- Task description:
Return the records exactly as they stand, and keep the pictures out of the copy.

* * * * * * * * *

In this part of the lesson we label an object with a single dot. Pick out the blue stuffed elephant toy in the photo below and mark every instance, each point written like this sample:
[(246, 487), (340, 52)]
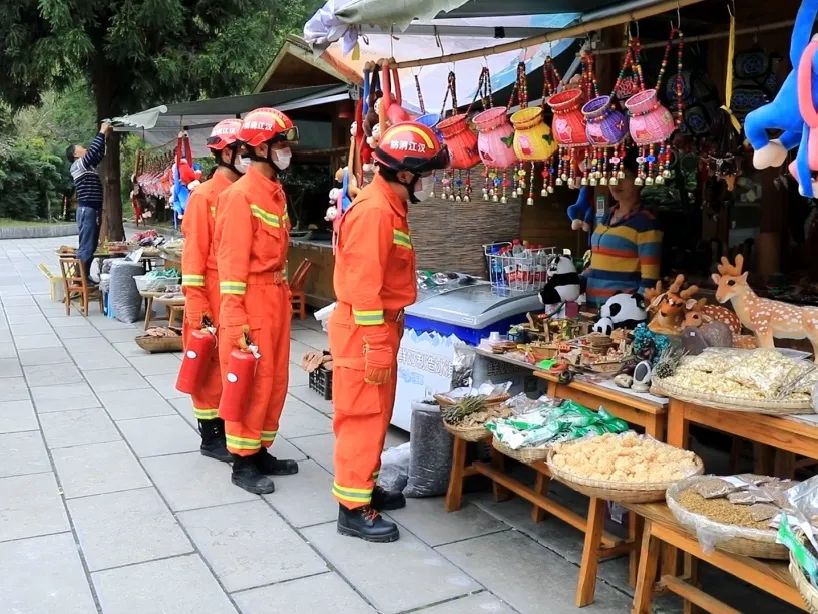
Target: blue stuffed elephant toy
[(581, 213), (784, 114)]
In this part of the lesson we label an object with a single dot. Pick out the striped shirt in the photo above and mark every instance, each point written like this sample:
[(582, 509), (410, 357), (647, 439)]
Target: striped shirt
[(85, 175), (625, 256)]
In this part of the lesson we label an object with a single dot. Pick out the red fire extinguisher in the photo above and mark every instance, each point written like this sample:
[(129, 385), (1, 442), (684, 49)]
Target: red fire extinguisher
[(198, 353), (238, 382)]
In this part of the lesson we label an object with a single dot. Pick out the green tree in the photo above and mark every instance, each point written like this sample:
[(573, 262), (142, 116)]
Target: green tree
[(138, 53)]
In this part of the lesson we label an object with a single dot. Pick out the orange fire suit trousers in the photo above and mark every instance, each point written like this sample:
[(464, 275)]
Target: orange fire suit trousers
[(362, 411), (269, 312), (206, 397)]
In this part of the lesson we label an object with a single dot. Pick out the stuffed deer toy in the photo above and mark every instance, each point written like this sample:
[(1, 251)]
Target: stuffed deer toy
[(767, 319)]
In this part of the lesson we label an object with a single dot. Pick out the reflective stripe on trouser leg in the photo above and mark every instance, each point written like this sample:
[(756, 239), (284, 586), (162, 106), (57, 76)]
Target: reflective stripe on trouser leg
[(271, 334), (205, 414)]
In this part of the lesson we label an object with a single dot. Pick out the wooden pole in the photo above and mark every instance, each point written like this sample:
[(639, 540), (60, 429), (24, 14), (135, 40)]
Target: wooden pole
[(570, 32)]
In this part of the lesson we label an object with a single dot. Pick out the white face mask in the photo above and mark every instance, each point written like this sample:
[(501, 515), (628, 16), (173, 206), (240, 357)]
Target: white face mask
[(423, 188), (281, 157), (241, 165)]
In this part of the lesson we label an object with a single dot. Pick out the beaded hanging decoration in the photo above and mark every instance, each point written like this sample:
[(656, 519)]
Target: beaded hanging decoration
[(659, 155), (551, 82)]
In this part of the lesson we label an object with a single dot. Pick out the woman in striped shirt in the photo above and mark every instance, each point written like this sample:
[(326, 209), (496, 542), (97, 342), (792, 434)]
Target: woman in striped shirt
[(626, 246)]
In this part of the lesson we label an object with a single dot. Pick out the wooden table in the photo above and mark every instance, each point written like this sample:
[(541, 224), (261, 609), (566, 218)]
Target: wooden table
[(642, 410), (660, 527)]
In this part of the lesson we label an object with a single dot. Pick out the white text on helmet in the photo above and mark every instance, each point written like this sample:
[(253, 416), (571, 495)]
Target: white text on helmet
[(403, 145)]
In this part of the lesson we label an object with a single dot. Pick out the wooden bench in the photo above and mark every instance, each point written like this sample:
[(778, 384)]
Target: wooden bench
[(660, 527)]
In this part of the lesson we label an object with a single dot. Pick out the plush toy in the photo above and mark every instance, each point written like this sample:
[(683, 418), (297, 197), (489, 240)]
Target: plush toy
[(783, 112), (581, 213), (563, 282), (621, 311)]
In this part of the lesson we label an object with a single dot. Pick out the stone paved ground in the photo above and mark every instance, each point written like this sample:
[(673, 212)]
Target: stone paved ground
[(107, 506)]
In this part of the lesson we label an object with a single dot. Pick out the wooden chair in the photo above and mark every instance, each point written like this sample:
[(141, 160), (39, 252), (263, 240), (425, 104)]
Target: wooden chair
[(297, 296), (76, 285)]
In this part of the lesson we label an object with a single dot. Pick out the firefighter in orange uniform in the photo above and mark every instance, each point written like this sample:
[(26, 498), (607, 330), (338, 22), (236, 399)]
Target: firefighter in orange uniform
[(252, 238), (200, 279), (374, 282)]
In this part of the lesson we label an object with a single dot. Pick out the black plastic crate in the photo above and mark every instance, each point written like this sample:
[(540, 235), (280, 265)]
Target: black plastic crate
[(321, 382)]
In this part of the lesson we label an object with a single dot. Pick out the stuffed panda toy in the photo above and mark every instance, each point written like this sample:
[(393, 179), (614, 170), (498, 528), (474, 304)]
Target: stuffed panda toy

* * * * * * * * *

- Task answer:
In this part of the lesson we label an object with a single dot. Pick out the blue stuffed elephant toy in the photo below and mark every instance, each point written like this sample:
[(246, 487), (340, 52)]
Target: blue stuffed elephant toy
[(581, 213), (784, 114)]
In this part of the lesson we label an object with a single dot. Pick out the striped shirt in the photo above and mark every instance, each point written like this sample:
[(582, 509), (410, 357), (647, 439)]
Target: striped shirt
[(85, 175), (625, 256)]
In this part of the lesson we label an object with a single dot. Pick out the red fire extinguisher in the photo above and mark every instance, each point written like this sample:
[(129, 385), (1, 442), (684, 49)]
Target: red fire extinguisher
[(198, 353), (238, 382)]
In this part of the lesson we label an object with a single dot. Pick out the green tree in the photo above and mark every instance, each point written like this sample:
[(573, 262), (142, 116)]
Target: green tree
[(138, 53)]
In this part of the lesson we label an object with a single dot. Pick out the orange fire suit trousers in the photo above and mark every instance, each point written like this sample:
[(464, 275)]
Target: orange fire suit trousers
[(362, 411), (269, 312), (206, 397)]
In this part of the lesson we label an object with a single dot. Pick out the stuffed deer toy in the photo above and mark every instance, each point written like this sample:
[(1, 251)]
Target: stuffed deer toy
[(767, 319)]
In this part of the lesson we label an object with a single dot. Pick out the reflective stripe on trouser leg in the photo above and mark every instance, each point written like this sample:
[(756, 239), (284, 586), (162, 106), (57, 76)]
Target: reflective stripe on trouser leg
[(271, 334), (205, 414)]
In this part of the lesson we label an object with a single dot. Pick out the wooden pole in the photo above and mark every instance, each point written like this sample:
[(639, 540), (60, 429), (24, 14), (135, 40)]
Target: wooden pole
[(570, 32)]
In this part of the lesson we label an object with a single dot. Pick out the white face mask in the photo above and mark every instance, each point written like this sample:
[(501, 515), (628, 16), (173, 206), (240, 357)]
Target: white face mask
[(423, 188), (281, 157), (241, 165)]
In this part of the lesson we label an object with a single dot. Pick out the beaded hanging decoration in the photo above and mark every instance, each point written like this sample:
[(656, 519)]
Target: beaded hanging decoration
[(659, 155), (551, 82)]
In this part of the lesson we label an object with a single dot. Pick out the woman in striped shirt in the photo above and mark every instance, each point written like this sample:
[(326, 209), (496, 542), (97, 342), (792, 434)]
Target: woman in striped shirt
[(626, 246)]
In this part of the lesson we label an object with a single dot. Pick out the wooden table in the photo above and mark every instance, each point written like this sample:
[(541, 224), (261, 609), (566, 218)]
Target: wooden table
[(642, 410), (660, 527)]
In this part of the lesson we label an object with a single dot. Pick out the white text on helmet in the photo above and mark every instance, each point written like this sample:
[(253, 416), (571, 495)]
Target: white text on helmet
[(403, 145)]
In this part of the lesson we label an object with a single dot. Pick out the wooden bench in the photo above and mark every instance, each point written like this sample:
[(778, 384)]
Target: wooden bench
[(660, 527)]
In this part of the lesson we label an object with a single dot. Pick out the plush toy in the photo above and mark every instance, each point written like this sample:
[(683, 418), (297, 197), (489, 240)]
Target: plush toy
[(783, 112), (581, 213), (563, 282), (621, 311)]
In this part of the lesson we label an object with a single dot. Pick out the stone paved ground in the photo above and mark every instance, each point written like this sample:
[(673, 212)]
Target: stone paved ground
[(107, 506)]
In this part of the lesson we label an object with a single dot. Pick out the wooden chair in the photo above and mark every instance, each point written like this sample:
[(141, 160), (39, 252), (263, 240), (425, 104)]
Target: wooden chair
[(297, 296), (76, 285)]
In this part of the lesson we label an object with a single dot. Pick out the firefighter in orange uniform in the photo above and mark every instance, each point written like this sample:
[(26, 498), (607, 330), (338, 22), (236, 399)]
Target: firefighter in orange uniform
[(252, 238), (200, 279), (374, 282)]
In this part of the lesson we label an object with a single dot. Pick out the black plastic crate in the photo above and mark every instance, each point written like this sample:
[(540, 235), (280, 265)]
Target: black plastic crate
[(321, 382)]
In this part of the lesson we label an object with a single dot. Pick out the stuffed panda toy in the photo above and mark every instance, each point written like this sample:
[(393, 179), (614, 170), (498, 528), (474, 304)]
Target: stuffed panda toy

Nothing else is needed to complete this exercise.